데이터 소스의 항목
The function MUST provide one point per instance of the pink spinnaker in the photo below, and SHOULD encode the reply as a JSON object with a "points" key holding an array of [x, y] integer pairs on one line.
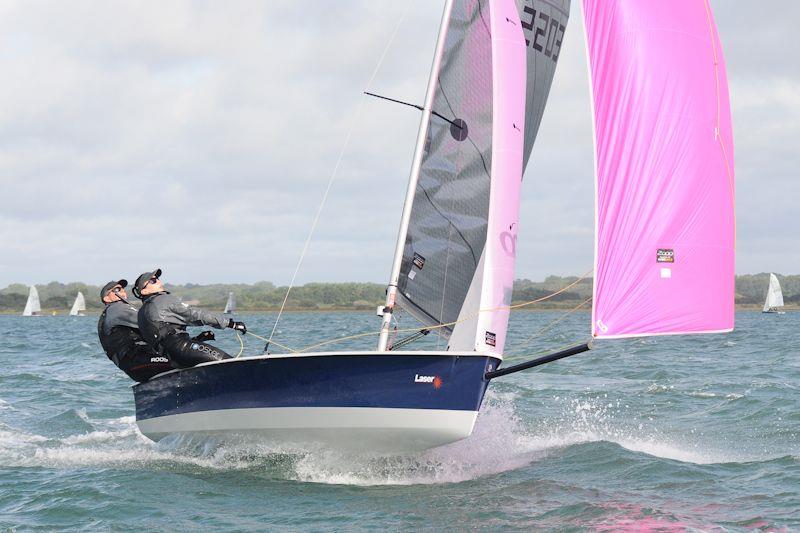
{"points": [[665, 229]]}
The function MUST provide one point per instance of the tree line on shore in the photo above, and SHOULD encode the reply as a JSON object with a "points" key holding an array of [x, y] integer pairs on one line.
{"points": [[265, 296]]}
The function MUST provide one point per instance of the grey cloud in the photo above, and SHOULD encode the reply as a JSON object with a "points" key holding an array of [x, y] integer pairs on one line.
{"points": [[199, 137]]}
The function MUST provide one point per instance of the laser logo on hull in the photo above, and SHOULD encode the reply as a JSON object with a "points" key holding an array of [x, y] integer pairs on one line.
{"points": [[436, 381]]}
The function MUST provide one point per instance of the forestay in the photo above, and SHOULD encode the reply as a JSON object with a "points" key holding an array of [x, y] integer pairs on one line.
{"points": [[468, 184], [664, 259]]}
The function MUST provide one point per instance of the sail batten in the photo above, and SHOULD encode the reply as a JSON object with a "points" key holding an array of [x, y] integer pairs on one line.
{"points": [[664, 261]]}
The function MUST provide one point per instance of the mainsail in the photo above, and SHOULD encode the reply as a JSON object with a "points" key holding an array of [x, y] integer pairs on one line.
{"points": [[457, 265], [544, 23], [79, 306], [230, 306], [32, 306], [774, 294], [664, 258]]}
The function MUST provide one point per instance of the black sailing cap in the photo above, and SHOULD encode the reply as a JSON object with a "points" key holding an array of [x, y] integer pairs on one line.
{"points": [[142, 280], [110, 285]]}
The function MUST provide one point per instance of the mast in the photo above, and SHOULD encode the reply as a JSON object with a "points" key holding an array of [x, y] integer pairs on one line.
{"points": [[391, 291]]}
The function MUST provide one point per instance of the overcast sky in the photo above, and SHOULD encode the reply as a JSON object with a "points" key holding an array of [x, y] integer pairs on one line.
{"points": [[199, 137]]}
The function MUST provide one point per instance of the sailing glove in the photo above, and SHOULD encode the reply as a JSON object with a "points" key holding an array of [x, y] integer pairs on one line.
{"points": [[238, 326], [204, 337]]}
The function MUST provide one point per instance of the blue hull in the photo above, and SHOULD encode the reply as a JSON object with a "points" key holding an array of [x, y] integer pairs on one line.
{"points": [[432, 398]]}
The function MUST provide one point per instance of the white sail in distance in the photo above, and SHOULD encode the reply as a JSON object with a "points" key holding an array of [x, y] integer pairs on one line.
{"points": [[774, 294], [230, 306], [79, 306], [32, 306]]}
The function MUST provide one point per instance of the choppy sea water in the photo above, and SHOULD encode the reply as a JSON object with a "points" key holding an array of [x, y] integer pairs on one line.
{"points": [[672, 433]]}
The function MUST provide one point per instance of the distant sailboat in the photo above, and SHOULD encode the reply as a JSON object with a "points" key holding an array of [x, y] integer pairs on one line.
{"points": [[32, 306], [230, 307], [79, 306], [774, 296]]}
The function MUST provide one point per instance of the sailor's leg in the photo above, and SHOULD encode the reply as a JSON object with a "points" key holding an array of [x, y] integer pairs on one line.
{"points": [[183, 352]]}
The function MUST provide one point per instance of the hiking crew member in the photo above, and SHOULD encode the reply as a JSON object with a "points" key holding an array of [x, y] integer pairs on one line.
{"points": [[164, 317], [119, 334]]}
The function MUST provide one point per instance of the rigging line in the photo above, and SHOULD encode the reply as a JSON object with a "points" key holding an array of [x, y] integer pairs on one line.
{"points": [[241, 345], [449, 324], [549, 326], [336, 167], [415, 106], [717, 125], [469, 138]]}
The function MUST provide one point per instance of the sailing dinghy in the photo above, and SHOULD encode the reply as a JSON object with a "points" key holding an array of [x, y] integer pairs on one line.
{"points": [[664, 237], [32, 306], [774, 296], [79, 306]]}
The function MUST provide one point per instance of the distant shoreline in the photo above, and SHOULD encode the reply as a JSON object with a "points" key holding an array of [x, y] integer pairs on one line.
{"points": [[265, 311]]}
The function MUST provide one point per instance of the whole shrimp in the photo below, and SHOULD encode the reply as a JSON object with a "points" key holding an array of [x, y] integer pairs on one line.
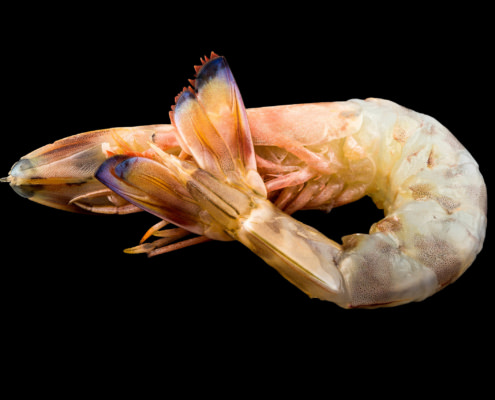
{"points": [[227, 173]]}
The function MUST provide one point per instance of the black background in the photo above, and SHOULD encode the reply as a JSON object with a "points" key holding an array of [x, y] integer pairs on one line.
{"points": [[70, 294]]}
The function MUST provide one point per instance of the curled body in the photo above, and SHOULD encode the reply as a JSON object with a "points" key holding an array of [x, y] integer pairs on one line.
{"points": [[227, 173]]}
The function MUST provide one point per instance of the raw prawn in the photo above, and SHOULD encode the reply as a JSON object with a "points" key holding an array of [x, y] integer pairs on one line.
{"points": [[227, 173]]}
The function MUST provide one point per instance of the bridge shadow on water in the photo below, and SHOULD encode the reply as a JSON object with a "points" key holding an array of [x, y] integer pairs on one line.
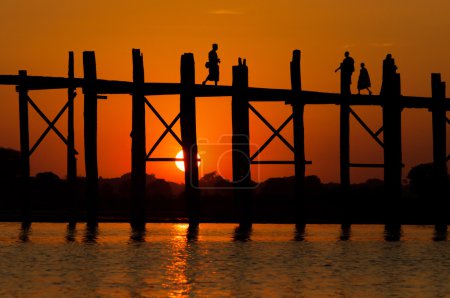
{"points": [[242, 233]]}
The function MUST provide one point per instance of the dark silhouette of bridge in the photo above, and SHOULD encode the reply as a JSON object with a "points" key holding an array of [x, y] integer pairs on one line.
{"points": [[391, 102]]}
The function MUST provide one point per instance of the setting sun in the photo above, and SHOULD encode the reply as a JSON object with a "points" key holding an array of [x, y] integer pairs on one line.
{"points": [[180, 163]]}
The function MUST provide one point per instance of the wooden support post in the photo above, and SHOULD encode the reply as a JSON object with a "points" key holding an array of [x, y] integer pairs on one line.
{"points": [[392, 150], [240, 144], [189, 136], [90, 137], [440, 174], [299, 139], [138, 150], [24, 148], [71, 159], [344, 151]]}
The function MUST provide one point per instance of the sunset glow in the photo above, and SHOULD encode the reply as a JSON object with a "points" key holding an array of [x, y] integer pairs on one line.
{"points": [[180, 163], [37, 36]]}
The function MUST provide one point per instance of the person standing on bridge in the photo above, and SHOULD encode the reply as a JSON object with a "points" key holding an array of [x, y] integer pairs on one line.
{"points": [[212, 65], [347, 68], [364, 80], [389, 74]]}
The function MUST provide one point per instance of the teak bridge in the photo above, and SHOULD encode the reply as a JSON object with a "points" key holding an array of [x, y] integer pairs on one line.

■ **수행할 작업**: 모든 항목을 다시 작성하되 "integer pairs"만 "coordinate pairs"로 치환하고 나머지는 변경하지 마십시오. 그림은 결과에 포함하지 마십시오.

■ **작업에 대한 응답**:
The function MUST provide one point per instance of the pink spinnaker in the photo below, and SHOULD encode the reply as a JSON object with a "points" key holding an array of [x, y] coordinate pairs on one line.
{"points": [[665, 229]]}
The function MUST provide one point per instance of the tree line on shore in the photo above, and SHOULD encode the reply as a JSON object with a "points" key holding an array of [x, y] coordinate pairs on one line.
{"points": [[265, 296]]}
The function MUST provide one point per instance of the grey cloud in the photo above, and SHOULD encode the reply as a JSON object with a "points" key holding an array of [x, y] coordinate pairs on one line.
{"points": [[199, 137]]}
The function MUST provide one point per instance of the laser logo on hull in the photo above, and SHOULD encode the reply as a JSON object with a "points" key holding an array of [x, y] coordinate pairs on one line.
{"points": [[436, 381]]}
The function MUST provide one point per instance of the forestay in the photo above, and SHOULD encode the reply as a JSON object with a "points" key holding an array of [x, y] coordinate pairs on one line.
{"points": [[468, 184], [664, 259]]}
The function MUST provide one point per instance of the sail batten in the photo above, and SHOULD encode the reply as a JSON object with a "points" key holding an array of [x, y] coordinate pairs on one line.
{"points": [[664, 261]]}
The function MUST provide one point per instance of the mainsail in the photo above, and SHOULD encode the reply as a JSON object with a "points" key holding an array of [x, y] coordinate pairs on one line.
{"points": [[457, 265], [544, 23], [79, 306], [230, 306], [32, 306], [774, 294], [664, 258]]}
The function MUST provide one point per instance of the black sailing cap in the photo above, and SHOULD encode the reply as a JSON object with a "points" key holding an array of [x, y] coordinate pairs on one line.
{"points": [[142, 280], [110, 285]]}
The function MUST provide one point per instance of the mast in the photo above, and SHOULD encode the reply as a JSON object with a "points" key holding an array of [x, y] coordinate pairs on one line.
{"points": [[391, 291]]}
The function MUST provide one point per instance of the overcast sky in the photo above, and SHOULD encode the reply as a JSON object with a "points" key holding an array of [x, y] coordinate pairs on one line.
{"points": [[199, 137]]}
The function MUST provide one point per instance of the sailing glove in the photo above, and SHOULD encode the reply as a JSON object with a "points" key holding an array of [x, y] coordinate pairs on one line.
{"points": [[238, 326], [204, 337]]}
The function MUST provide one point per instance of the blue hull in the photo above, and SHOULD encode the reply as a JSON object with a "points" key holding an array of [x, y] coordinate pairs on one line.
{"points": [[432, 398]]}
The function MUST provide one point per instance of the white sail in distance in the photo above, and SHOULD encode the reply as a JSON object with a "points" key holding an array of [x, y] coordinate pairs on one line.
{"points": [[774, 294], [230, 306], [79, 306], [32, 306]]}
The function MUST provide one point per instance of the choppy sea water in the photo above, and SHOULD encode the reply as a JSON object with a "points" key holding an array of [x, y] coordinate pairs on one line.
{"points": [[672, 433]]}
The function MUST provide one point per instance of the distant sailboat in the photo above, and SHOULD encode the reply as a JSON object with a "points" key holding an array of [x, y] coordinate pairs on one line.
{"points": [[32, 306], [230, 307], [79, 306], [774, 296]]}
The function MUST provide one point per instance of the sailor's leg in the photo above, and SHOULD encode the reply as a JSON object with a "points" key holding an array of [x, y] coordinate pairs on one line.
{"points": [[183, 352]]}
The function MUST provide one point per instance of the hiking crew member in the photo above, and SHOULD encode the reply as a JSON object with a "points" key holding an array of [x, y] coordinate pairs on one line.
{"points": [[164, 317], [119, 334]]}
The function MUST provide one point per instance of the rigging line in the photo above, and SHOULD encode the reply as a JSON object with a "points" key holding an array of [x, y] coordinate pairs on one line.
{"points": [[241, 345], [449, 324], [549, 326], [336, 167], [415, 106], [717, 125], [469, 138]]}
The function MUST provide one point per instance of the sailing dinghy in the photo above, and SHOULD encode the reply as a JSON object with a "points" key holding an array of [x, y] coordinate pairs on one line.
{"points": [[664, 237], [32, 306], [774, 296], [79, 306]]}
The function MUST provide one point per instance of the distant shoreline in the photo above, and SHOULD encode the reply as a JSON object with a "points" key holding an array of [x, y] coordinate pairs on one line.
{"points": [[265, 311]]}
The function MUST provide one point per instance of the whole shrimp in the photo below, and SHOULD encode the reply as a JSON object with a "points" key holding an array of [x, y] coordinate pairs on one line.
{"points": [[227, 173]]}
The function MUST provide one point per instance of the black background in the photo above, and SHOULD encode the reply as a JSON object with a "points" key holding an array of [x, y] coordinate pairs on one line.
{"points": [[70, 294]]}
The function MUST provide one point per instance of the curled body in the photo above, and SHOULD encode the reply as a JSON object with a "points" key holding an array of [x, y] coordinate pairs on one line.
{"points": [[227, 173]]}
The function MUST provide one point per instance of the raw prawn in the photo above, and SHOULD encode the reply as a JSON object with a "points" key holding an array of [x, y] coordinate pairs on one line.
{"points": [[227, 173]]}
The function MUST provide one point per instance of the bridge shadow on water in the photo below, and SHOULD encode the reply as a JSON object with a "points" key holding an array of [x, y] coordinate pairs on one line.
{"points": [[242, 233]]}
The function MUST provide one point per instance of the dark silhouette of bridge in the photo above, and SHOULD encode the reply as a JSON object with a "points" key holding an array of [x, y] coordinate pairs on one line.
{"points": [[391, 102]]}
The function MUST provide one point per instance of the setting sun in the photo above, and SHOULD encode the reply as a JSON object with a "points" key holding an array of [x, y] coordinate pairs on one line.
{"points": [[180, 163]]}
The function MUST provide one point per instance of the wooden support post in the photo above, and SHOULD encode the reply as a JSON object with a "points" key holding an array of [x, y] coordinate pairs on one line.
{"points": [[392, 150], [240, 144], [189, 136], [90, 137], [440, 174], [299, 139], [138, 150], [24, 148], [71, 159], [344, 151]]}
The function MUST provide one point per instance of the sunset glow in the photo above, and SHOULD encode the reply as a JSON object with a "points" key holding an array of [x, y] coordinate pairs on one line.
{"points": [[180, 163], [37, 36]]}
The function MUST provide one point per instance of the person standing on bridge in the photo above, and SHOULD encode the reply as a JSON object with a "points" key holding an array of [x, y] coordinate pairs on one line.
{"points": [[212, 65], [347, 68], [364, 80], [389, 74]]}
The function MUST provide one point per instance of the teak bridge in the photo above, and SHOULD encode the reply as a JSON object with a "points" key holding an array of [x, y] coordinate pairs on one line.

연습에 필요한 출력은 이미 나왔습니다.